Short problem
Starting at the line that contains "Could you point to the black folding" and continuing through the end of the listing, rename "Target" to "Label" and reproduce only those lines with everything else unchanged.

***** Extracted entries

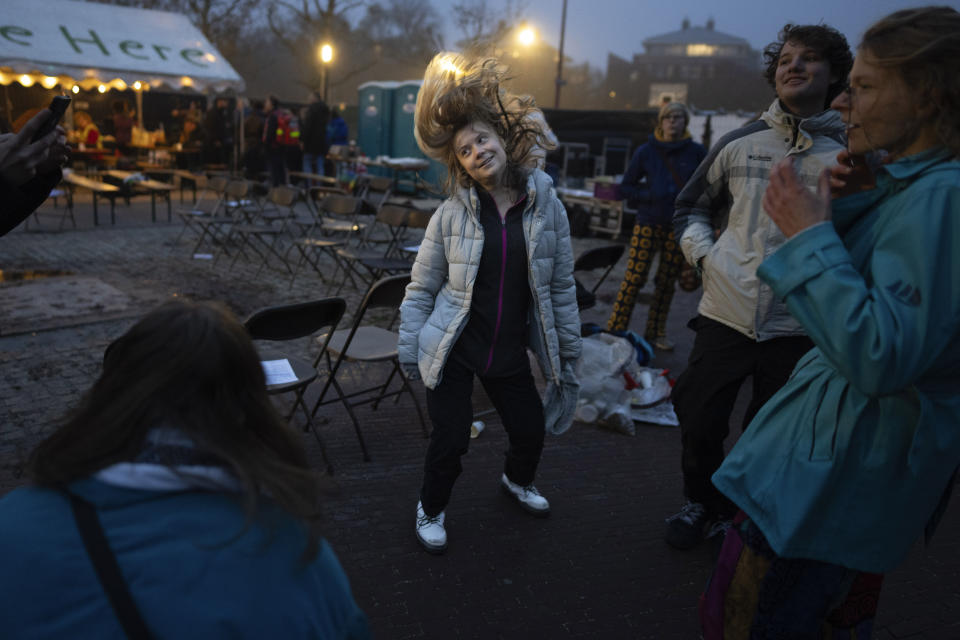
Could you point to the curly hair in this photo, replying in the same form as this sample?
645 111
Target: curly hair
458 91
827 41
923 46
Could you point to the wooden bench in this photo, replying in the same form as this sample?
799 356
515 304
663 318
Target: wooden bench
134 187
99 189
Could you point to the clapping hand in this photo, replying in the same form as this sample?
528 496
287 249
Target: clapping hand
21 159
792 206
853 173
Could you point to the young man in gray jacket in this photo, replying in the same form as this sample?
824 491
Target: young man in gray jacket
741 329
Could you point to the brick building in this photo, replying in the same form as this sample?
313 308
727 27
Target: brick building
703 67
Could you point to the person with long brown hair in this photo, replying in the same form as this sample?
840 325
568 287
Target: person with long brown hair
855 457
197 491
494 275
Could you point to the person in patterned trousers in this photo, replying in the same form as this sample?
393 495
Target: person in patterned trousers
657 172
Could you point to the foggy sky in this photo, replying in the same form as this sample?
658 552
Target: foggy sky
596 27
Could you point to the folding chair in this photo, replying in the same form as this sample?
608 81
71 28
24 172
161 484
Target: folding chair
65 191
262 228
605 257
206 217
290 322
376 190
370 266
328 232
369 344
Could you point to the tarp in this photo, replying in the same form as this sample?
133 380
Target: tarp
86 43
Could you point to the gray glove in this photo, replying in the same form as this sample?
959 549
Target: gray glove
411 371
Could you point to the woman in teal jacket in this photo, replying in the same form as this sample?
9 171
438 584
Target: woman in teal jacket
204 497
853 459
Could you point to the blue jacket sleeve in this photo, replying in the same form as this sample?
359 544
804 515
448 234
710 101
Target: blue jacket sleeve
882 329
630 187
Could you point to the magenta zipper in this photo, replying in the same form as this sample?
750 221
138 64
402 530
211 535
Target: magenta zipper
503 269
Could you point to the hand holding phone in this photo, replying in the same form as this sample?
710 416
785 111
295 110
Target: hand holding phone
32 150
58 106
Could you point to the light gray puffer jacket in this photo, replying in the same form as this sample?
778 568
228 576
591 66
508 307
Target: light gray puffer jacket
729 185
436 307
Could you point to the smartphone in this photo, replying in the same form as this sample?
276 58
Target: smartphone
58 106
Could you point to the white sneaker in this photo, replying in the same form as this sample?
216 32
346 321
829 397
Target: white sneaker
528 497
430 531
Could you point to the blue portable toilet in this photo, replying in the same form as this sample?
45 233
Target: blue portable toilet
375 121
404 143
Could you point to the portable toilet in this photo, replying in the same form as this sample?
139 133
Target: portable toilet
375 121
404 144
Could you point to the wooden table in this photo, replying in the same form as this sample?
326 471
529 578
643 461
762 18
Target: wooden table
606 216
96 187
314 177
152 187
184 176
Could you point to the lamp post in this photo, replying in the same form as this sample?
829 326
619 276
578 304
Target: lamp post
326 55
563 29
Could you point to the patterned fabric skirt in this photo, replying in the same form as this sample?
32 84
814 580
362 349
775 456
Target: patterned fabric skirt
756 594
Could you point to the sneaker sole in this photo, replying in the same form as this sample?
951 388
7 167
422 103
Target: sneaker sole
545 513
430 548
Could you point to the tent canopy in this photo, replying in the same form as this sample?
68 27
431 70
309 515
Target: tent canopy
68 42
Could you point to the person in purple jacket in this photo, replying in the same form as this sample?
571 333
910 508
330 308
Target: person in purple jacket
657 173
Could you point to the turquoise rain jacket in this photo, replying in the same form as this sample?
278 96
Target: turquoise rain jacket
849 460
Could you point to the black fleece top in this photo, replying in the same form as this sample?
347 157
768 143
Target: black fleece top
495 339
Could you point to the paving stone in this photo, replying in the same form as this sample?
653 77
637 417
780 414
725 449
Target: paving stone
597 568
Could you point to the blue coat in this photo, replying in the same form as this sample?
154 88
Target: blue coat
848 461
654 199
192 568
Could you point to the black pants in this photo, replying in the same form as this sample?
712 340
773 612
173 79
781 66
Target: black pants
277 163
518 403
705 393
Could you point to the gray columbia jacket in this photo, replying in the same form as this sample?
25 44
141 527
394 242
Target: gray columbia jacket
730 184
436 307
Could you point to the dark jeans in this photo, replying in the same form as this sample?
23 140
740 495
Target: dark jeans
704 395
518 403
277 162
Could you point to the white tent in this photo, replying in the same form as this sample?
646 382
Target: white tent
88 45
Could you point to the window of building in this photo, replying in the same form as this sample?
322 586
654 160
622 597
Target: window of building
699 50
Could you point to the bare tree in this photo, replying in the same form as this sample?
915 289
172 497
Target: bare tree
407 30
483 27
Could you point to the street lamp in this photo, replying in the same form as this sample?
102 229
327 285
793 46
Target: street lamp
326 56
526 36
560 83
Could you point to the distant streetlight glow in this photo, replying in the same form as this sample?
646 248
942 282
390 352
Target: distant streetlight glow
526 36
326 57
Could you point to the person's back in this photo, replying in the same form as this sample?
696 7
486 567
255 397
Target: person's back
192 565
743 330
174 450
337 131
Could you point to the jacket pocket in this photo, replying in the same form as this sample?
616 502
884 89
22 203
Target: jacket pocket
826 423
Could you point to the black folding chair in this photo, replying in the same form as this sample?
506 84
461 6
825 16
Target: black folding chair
606 258
369 344
290 322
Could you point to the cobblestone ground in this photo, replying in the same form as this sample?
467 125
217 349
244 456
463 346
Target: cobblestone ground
596 569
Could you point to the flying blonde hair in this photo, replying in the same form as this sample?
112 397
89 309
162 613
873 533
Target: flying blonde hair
458 91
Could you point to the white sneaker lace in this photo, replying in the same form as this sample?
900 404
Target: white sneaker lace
718 528
689 513
424 520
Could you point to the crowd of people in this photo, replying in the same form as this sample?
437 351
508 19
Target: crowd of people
825 232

**********

Answer to the problem
Could you point to the black folding chair in this photo, replying in the same form as this sample?
506 84
461 6
825 16
Label: black folding chair
606 258
369 344
290 322
Could you point to the cobblestone ground in this photo, replying in the same form as this sample?
467 125
217 349
244 456
463 346
Label: cobblestone ground
596 569
Could you point to the flying blonde hair in this photo, replying in the same form as this sample?
112 397
89 309
162 613
873 533
Label: flying blonde hair
458 91
Could you point to the white sneaker lace in this photo, replying in the same form as this sample?
900 404
Label: white sneaker lace
718 528
689 513
424 520
Could you point to the crowd of people in this photo, replying in the same form as this sample?
437 351
508 19
Label: crowd of people
825 232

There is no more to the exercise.